**TASK GOAL**
Give all of the records again. Match them exactly.

━━━━━ TASK INPUTS ━━━━━

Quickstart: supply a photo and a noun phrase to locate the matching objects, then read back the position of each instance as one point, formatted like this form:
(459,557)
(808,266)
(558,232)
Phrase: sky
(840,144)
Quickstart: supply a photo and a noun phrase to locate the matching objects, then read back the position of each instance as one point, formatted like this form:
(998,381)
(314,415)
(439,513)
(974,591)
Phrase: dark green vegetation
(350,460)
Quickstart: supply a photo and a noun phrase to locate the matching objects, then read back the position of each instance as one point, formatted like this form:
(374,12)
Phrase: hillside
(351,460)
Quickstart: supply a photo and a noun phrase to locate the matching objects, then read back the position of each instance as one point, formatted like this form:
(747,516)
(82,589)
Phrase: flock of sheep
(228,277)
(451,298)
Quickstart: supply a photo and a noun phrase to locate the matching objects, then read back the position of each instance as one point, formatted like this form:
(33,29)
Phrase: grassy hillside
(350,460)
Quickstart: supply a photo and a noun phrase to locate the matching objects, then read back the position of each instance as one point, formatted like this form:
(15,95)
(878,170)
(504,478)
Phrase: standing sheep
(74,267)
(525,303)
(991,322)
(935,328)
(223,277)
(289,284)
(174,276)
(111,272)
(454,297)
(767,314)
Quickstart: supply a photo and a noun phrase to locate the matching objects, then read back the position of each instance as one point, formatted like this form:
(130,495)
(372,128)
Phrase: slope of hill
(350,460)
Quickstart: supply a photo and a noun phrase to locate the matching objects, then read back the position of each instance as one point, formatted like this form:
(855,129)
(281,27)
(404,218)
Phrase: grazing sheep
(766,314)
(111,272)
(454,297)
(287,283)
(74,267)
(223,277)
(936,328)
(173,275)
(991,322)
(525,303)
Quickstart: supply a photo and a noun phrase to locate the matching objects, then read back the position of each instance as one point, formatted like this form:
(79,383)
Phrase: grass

━━━━━

**EXERCISE OUTPUT**
Quickstart: supply a photo and a noun phrase to locate the matching objects, then read back the position of each instance as one point, formatted like this form:
(459,557)
(808,266)
(558,232)
Phrase: sky
(840,144)
Quickstart: supply a photo and a noun phrase to locate the matching objects, then read back the position of each instance as one point, formatted like this form:
(998,381)
(314,415)
(439,513)
(974,591)
Phrase: dark green vegetation
(350,460)
Quickstart: supply a photo and a noun phrase to locate the matching objects, then read back the position of each instance as one point, formatted like this form:
(374,12)
Phrase: hillside
(351,460)
Quickstart: supply a photo and a noun phrase to locate the matching objects, then read back the position of each instance as one point, formatted like this form:
(747,516)
(82,589)
Phrase: flock of sheep
(228,277)
(451,298)
Quickstart: supply a photo and a noun phrase to locate the matching objects, then read back the position of each instance as one point, formatted like this form:
(33,29)
Phrase: grassy hillside
(350,460)
Quickstart: supply a photo and a noun phrase to locate the matching objects, then read back the position of each instance as one point, formatted like this form:
(15,95)
(878,170)
(504,478)
Phrase: standing sheep
(74,267)
(525,303)
(991,322)
(935,328)
(223,277)
(289,284)
(174,276)
(111,272)
(454,297)
(767,314)
Quickstart: supply a photo and a noun phrase to locate the matching objects, then read back the position of each instance as one point, formatted like this form:
(130,495)
(372,128)
Phrase: slope of hill
(350,460)
Quickstart: supply a photo and a noun phrase to locate the matching objects, then read back the position of each instance as one point, formatted like this form:
(855,129)
(281,27)
(404,218)
Phrase: grazing sheep
(766,314)
(111,272)
(454,297)
(287,283)
(74,267)
(223,277)
(936,328)
(173,275)
(991,322)
(525,303)
Quickstart: supply a photo and a noun phrase to locate the matching objects, then read back the position of each instance as one point, formatted like this form:
(79,383)
Phrase: grass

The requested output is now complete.